#### Data in this exercise:
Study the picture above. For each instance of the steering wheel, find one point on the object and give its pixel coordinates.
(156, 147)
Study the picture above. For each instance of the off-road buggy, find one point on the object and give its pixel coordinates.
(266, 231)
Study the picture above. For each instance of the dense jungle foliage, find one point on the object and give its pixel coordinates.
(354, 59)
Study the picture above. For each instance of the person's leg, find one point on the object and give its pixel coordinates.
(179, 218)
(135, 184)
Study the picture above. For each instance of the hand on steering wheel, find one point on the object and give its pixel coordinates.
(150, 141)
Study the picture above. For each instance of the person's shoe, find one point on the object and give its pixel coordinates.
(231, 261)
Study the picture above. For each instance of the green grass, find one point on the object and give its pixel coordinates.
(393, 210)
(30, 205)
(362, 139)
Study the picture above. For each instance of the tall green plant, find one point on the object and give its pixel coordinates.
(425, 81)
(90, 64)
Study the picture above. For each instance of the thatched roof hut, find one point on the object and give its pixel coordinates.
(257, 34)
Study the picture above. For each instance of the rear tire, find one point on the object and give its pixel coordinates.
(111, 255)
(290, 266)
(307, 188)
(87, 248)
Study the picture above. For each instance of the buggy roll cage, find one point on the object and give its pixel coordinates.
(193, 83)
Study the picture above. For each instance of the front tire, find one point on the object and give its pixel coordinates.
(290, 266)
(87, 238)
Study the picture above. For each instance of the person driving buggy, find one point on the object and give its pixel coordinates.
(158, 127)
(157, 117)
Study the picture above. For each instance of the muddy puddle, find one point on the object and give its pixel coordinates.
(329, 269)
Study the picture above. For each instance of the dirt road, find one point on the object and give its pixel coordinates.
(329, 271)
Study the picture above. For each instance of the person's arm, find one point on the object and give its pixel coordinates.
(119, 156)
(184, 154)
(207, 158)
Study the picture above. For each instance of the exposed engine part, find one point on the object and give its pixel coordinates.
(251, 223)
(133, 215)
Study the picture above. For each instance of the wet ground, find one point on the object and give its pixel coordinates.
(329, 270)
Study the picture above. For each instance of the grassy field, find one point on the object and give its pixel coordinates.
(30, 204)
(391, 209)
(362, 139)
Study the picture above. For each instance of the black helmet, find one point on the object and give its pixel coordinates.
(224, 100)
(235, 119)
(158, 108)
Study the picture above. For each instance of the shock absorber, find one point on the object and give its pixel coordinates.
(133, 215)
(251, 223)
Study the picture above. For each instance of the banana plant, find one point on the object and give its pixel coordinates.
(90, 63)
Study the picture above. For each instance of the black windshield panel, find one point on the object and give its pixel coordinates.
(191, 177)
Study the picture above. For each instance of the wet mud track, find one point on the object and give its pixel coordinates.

#### Exercise directions:
Your task is to return, exactly and on their own, the lines from the one containing "Study the picture above. For each instance of the shock" through the last line of the listing.

#### Output for this exercise:
Study the picture above. For each instance of the shock absorber, find one point on the object and give its pixel coordinates.
(133, 215)
(251, 223)
Study the picture above. For each instance of the banana plant, find one point on the object and give its pixel coordinates.
(90, 63)
Study the picture above. For each instance of the black windshield panel, find one point on the object and give its pixel coordinates.
(191, 177)
Study the picture above. For each instance of the wet mud track, find one point on the object and give its pixel coordinates.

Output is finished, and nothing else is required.